Task description:
Check each line of the entries for "plank" and report the ones that have it.

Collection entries
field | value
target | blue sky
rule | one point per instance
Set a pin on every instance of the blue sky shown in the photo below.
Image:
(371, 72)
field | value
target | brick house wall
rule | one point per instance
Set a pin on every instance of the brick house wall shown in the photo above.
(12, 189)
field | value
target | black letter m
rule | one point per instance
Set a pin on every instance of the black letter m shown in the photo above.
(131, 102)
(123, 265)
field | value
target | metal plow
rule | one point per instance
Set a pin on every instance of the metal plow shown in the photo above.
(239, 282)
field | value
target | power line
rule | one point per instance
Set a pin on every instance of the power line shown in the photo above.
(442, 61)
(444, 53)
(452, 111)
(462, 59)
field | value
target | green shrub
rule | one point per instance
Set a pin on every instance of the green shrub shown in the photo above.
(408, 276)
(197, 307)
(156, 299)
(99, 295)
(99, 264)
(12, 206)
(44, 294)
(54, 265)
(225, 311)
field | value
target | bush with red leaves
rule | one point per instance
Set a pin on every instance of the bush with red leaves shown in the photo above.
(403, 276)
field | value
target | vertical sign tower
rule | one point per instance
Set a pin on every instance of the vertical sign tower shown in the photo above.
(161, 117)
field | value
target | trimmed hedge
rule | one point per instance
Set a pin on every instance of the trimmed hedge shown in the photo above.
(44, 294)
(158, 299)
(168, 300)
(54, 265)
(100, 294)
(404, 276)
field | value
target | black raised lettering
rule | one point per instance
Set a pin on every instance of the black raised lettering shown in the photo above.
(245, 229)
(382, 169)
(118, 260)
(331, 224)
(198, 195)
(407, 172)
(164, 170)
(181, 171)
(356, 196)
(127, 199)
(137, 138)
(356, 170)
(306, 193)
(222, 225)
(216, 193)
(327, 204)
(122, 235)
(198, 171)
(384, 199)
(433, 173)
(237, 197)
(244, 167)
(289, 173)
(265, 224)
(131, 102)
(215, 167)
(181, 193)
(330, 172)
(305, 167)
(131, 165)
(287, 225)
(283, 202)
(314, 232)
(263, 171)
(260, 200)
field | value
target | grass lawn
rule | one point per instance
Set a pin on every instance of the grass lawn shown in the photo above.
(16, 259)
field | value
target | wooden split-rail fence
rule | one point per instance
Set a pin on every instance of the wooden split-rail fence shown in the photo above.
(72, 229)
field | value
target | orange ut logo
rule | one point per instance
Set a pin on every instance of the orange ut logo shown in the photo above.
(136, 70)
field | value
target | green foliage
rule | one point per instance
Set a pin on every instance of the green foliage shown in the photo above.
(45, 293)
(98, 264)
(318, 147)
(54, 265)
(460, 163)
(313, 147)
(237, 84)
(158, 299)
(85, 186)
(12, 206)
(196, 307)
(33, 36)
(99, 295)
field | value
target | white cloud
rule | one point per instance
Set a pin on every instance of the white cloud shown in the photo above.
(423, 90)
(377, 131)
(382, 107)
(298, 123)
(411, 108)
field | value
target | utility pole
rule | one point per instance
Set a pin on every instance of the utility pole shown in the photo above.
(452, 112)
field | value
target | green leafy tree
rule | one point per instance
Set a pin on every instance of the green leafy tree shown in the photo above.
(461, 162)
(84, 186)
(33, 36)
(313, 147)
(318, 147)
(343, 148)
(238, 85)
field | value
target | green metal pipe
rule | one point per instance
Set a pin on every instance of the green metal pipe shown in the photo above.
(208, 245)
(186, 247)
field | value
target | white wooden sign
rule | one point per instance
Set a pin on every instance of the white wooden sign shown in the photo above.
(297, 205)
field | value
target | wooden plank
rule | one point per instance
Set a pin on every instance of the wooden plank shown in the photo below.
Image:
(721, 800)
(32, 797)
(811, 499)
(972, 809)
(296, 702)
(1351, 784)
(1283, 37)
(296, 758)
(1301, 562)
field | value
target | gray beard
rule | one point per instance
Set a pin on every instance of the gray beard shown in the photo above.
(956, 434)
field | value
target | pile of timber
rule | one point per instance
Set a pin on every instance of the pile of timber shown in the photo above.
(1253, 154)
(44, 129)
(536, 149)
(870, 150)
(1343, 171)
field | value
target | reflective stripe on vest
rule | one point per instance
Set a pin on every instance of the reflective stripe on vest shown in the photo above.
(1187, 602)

Written answer:
target | wooden plank
Set a pin on every instance of the wooden plank shown in the photo below.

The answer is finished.